__What is expected__: In the text on post-training small LLMs via knowledge distillation, what two primary stages make up the post-training pipeline?

__Text segment__:

↓↓↓

- The paper introduces a post-training pipeline that leverages two-stage Curriculum SFT and offline on-policy KD to bolster small language models.
- It employs diverse, high-quality datasets to enhance reasoning and rapid-response capabilities while addressing computational constraints.
- Results reveal that optimized SFT and KD configurations enable SLMs to achieve benchmark performance comparable to larger models.
Revealing the Power of Post-Training for Small LLMs via Knowledge Distillation
The paper "Revealing the Power of Post-Training for Small LLMs via Knowledge Distillation" presents a systematic approach to enhancing the capabilities of small LLMs (SLMs) using post-training techniques. The focus is on achieving competitive performance on edge devices without the computational burden associated with LLMs.
Introduction and Background
LLMs have established a dominant presence in AI due to their capacity to learn complex patterns and semantic relationships through self-attention and extensive pre-training. Despite their capabilities, the deployment of LLMs in edge environments, where computational resources are limited, presents a significant challenge. This necessitates the development of efficient SLMs that maintain high accuracy while being resource-efficient.
SLMs typically undergo a two-phase training process: pre-training and post-training. The former establishes basic capabilities, while the latter, which requires fewer resources, focuses on enhancing these capabilities. The paper emphasizes the significance of post-training, particularly through techniques like curriculum-based Supervised Fine-Tuning (SFT) and Knowledge Distillation (KD). These methodologies aim to bolster the performance of SLMs to levels on par with much larger counterparts, specifically targeting deployment within Ascend edge devices.
Figure 1: An illustration of the post-training pipeline. The pipeline consists of two primary stages: Two-Stage Curriculum SFT and Offline On-policy Knowledge Distillation.
Post-Training Strategy
Data Selection and Preparation
The post-training dataset is designed with an emphasis on high-quality, diverse, and complex data, particularly those that enhance reasoning capabilities. The dataset integrates multiple data sources, including open-source instruction datasets, real-world queries from domains like finance and healthcare, and synthetic problems from pre-training corpora. The data is divided into reasoning and non-reasoning tasks, with the former prioritized to enhance generalization and reasoning accuracy.

↑↑↑

__Data section__:
↓↓↓

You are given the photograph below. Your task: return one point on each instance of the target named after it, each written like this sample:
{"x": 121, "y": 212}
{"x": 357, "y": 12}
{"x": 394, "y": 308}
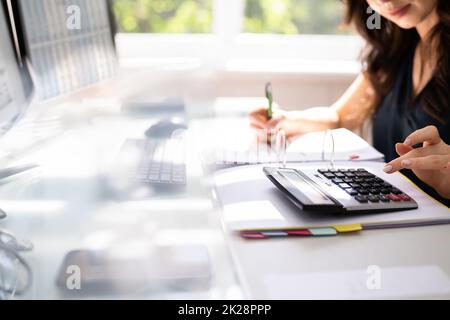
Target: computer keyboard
{"x": 162, "y": 161}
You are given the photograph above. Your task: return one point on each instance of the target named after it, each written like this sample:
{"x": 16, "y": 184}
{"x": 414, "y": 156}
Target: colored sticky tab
{"x": 252, "y": 235}
{"x": 275, "y": 233}
{"x": 348, "y": 228}
{"x": 323, "y": 232}
{"x": 300, "y": 233}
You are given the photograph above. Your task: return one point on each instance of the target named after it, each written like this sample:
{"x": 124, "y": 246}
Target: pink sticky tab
{"x": 252, "y": 235}
{"x": 300, "y": 233}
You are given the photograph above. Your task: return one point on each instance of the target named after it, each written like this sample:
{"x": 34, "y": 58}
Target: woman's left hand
{"x": 430, "y": 163}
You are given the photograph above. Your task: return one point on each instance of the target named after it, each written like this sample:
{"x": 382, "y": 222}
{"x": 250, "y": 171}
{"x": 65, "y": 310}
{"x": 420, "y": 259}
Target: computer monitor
{"x": 69, "y": 43}
{"x": 15, "y": 92}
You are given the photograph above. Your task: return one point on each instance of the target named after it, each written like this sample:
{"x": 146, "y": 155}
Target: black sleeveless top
{"x": 399, "y": 115}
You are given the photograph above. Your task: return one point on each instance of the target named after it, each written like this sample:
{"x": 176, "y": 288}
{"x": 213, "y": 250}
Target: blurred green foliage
{"x": 294, "y": 16}
{"x": 261, "y": 16}
{"x": 164, "y": 16}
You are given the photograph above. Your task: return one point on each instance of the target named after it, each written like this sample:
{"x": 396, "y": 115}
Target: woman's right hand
{"x": 281, "y": 120}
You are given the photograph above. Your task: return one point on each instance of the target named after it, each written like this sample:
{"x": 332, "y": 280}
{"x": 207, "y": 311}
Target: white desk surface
{"x": 63, "y": 207}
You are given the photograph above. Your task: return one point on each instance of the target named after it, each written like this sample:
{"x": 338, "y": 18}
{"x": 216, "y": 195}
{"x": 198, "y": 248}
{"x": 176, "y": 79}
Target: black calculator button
{"x": 351, "y": 192}
{"x": 350, "y": 174}
{"x": 394, "y": 197}
{"x": 404, "y": 197}
{"x": 344, "y": 186}
{"x": 363, "y": 191}
{"x": 361, "y": 199}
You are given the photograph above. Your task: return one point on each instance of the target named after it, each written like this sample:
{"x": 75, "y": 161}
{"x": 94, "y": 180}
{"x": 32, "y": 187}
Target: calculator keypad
{"x": 364, "y": 186}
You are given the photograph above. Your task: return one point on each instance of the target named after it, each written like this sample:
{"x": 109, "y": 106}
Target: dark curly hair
{"x": 387, "y": 47}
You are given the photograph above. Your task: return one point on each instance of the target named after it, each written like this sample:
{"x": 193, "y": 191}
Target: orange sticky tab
{"x": 348, "y": 228}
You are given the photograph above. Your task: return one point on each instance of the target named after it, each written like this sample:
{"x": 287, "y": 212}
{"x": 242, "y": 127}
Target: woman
{"x": 403, "y": 89}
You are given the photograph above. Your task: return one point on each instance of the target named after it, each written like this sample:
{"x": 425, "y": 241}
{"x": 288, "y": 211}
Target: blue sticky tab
{"x": 275, "y": 233}
{"x": 322, "y": 232}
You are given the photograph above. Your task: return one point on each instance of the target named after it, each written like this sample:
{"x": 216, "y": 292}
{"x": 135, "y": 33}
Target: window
{"x": 262, "y": 35}
{"x": 163, "y": 16}
{"x": 294, "y": 16}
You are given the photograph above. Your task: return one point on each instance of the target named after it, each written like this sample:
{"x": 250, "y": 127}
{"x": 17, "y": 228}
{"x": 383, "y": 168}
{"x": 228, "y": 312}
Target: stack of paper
{"x": 251, "y": 202}
{"x": 317, "y": 146}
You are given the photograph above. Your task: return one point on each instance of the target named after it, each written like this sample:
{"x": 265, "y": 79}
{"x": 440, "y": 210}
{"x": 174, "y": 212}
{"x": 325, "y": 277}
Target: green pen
{"x": 269, "y": 96}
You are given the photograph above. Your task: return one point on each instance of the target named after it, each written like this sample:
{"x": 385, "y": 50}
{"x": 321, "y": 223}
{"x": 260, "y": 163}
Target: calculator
{"x": 339, "y": 190}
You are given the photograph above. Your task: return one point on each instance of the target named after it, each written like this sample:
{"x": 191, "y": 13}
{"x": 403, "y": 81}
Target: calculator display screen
{"x": 305, "y": 187}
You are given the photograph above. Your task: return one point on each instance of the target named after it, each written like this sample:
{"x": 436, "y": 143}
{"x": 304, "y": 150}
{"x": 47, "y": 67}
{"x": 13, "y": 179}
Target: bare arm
{"x": 349, "y": 112}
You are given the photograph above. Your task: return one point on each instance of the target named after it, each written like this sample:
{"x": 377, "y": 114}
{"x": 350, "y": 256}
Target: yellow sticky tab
{"x": 348, "y": 228}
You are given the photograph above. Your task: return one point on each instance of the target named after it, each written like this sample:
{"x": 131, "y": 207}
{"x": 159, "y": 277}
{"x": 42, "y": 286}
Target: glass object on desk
{"x": 329, "y": 147}
{"x": 15, "y": 273}
{"x": 260, "y": 147}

↑↑↑

__Answer to this problem__: Two-Stage Curriculum SFT and Offline On-policy Knowledge Distillation.